[SOURCE TEXT start]

ED: We certainly talked a lot about Karazhan, and I would be surprised if we didn’t do it at some point in the future. It just felt like for all those other reasons, Blackrock Mountain was a better fit for this moment. Certainly I can tell you personally…I can’t even tell you how many hours I’ve spent running through Karazhan. It’s certainly a Warcraft dungeon that I love.
MB: When you design new cards, to what degree are you led by a desire to balance or shore up an area of the current game you feel is lacking, versus creating cool new stuff? How do those two demands on your attention balance out?
ED: We normally have a big theme that we’re excited about exploring, for instance the Dragon theme [of Blackrock Mountain]. But whenever we’re putting out a new set, you’ll certainly see some cards that are tactical. If this type of deck is strong, here’s a useful card to put in your deck. We’re always making sure we’re putting more cards of that type into the set. Certainly some of those cards would be to potentially address an existing problem.
Actually, the players have been pretty creative as far as solving these problems on their own goes. Mostly we just want to make sure there’s a wide variety of solutions out there, so that whatever the situation that comes up – and we certainly will be the first to say we can’t predict the next crazy deck that players come up with – there’ll be something that’s an interesting counter towards that strategy.
We have our main theme, and our main theme is usually not directly related to what the metagame looks like. Then we have these little sub-theme, one-off cards. Some of them will be related to an existing metagame issue, some of them will just be relevant for a future metagame issue. Hungry Crab is a great example – people are not currently concerned about being destroyed by Murloc decks, but if they ever were then it’s sitting right there.
MB: I’ve joked in the office before that I want to believe that the ultimate end-game of Hearthstone is an Angry Chicken meta…
ED: [Laughs] That was never something we have talked about before, but now that you put it in my brain I’m going to have to think about it going forward.

[SOURCE TEXT end]

_BRIEF:_ Rewrite the stretch of the Hearthstone interview above from "MB: I’ve joked" through "it going forward.", replacing "Angry Chicken" with "Hungry Crab".

[EXTRACTED MATERIAL start]

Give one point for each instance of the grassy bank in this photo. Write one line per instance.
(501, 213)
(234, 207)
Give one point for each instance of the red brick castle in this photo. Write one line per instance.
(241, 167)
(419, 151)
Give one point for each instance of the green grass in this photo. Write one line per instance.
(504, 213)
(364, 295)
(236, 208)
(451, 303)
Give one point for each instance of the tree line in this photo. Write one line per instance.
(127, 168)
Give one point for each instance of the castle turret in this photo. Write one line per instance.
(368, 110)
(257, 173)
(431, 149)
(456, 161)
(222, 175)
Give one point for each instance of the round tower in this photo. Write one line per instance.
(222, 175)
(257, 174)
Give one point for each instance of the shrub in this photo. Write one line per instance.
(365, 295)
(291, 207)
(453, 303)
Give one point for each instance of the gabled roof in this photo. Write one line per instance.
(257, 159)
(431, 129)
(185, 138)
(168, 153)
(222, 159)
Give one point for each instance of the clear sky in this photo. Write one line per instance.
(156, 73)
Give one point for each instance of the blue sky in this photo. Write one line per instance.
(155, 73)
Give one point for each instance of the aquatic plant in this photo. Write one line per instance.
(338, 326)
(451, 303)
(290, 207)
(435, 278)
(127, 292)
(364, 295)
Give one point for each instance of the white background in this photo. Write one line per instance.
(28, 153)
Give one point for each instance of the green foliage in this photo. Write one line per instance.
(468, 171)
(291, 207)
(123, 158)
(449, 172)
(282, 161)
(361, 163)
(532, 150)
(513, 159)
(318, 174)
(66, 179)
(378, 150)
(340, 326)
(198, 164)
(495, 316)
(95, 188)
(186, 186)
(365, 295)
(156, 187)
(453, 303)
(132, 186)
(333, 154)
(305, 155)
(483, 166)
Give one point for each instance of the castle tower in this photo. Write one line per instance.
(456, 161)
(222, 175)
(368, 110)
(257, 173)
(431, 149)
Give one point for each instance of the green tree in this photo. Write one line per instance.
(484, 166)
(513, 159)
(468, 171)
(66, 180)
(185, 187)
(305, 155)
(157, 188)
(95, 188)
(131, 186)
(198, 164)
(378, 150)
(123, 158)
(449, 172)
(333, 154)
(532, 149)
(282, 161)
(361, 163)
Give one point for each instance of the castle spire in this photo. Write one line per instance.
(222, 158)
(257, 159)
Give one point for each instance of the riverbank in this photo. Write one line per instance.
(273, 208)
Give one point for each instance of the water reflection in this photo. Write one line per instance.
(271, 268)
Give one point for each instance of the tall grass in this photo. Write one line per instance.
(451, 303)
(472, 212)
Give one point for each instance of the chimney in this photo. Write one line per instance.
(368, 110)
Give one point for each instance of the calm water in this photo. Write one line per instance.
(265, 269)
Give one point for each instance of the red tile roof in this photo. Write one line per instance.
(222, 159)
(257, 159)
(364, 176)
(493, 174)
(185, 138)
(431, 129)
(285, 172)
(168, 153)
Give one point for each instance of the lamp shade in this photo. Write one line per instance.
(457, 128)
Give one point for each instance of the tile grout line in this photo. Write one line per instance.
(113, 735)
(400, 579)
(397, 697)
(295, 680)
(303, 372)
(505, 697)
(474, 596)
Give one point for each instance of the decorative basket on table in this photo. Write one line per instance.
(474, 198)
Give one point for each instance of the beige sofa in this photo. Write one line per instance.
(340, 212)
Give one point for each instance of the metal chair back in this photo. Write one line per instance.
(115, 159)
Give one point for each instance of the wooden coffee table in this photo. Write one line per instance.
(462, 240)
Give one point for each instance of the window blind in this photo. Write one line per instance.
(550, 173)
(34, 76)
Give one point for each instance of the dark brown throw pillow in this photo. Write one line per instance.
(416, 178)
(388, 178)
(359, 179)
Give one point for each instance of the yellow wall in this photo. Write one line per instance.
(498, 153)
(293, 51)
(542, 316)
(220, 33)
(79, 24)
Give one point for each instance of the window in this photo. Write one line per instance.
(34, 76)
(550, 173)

[EXTRACTED MATERIAL end]

_OUTPUT FOR THIS TASK:_
MB: I’ve joked in the office before that I want to believe that the ultimate end-game of Hearthstone is an Hungry Crab meta…
ED: [Laughs] That was never something we have talked about before, but now that you put it in my brain I’m going to have to think about it going forward.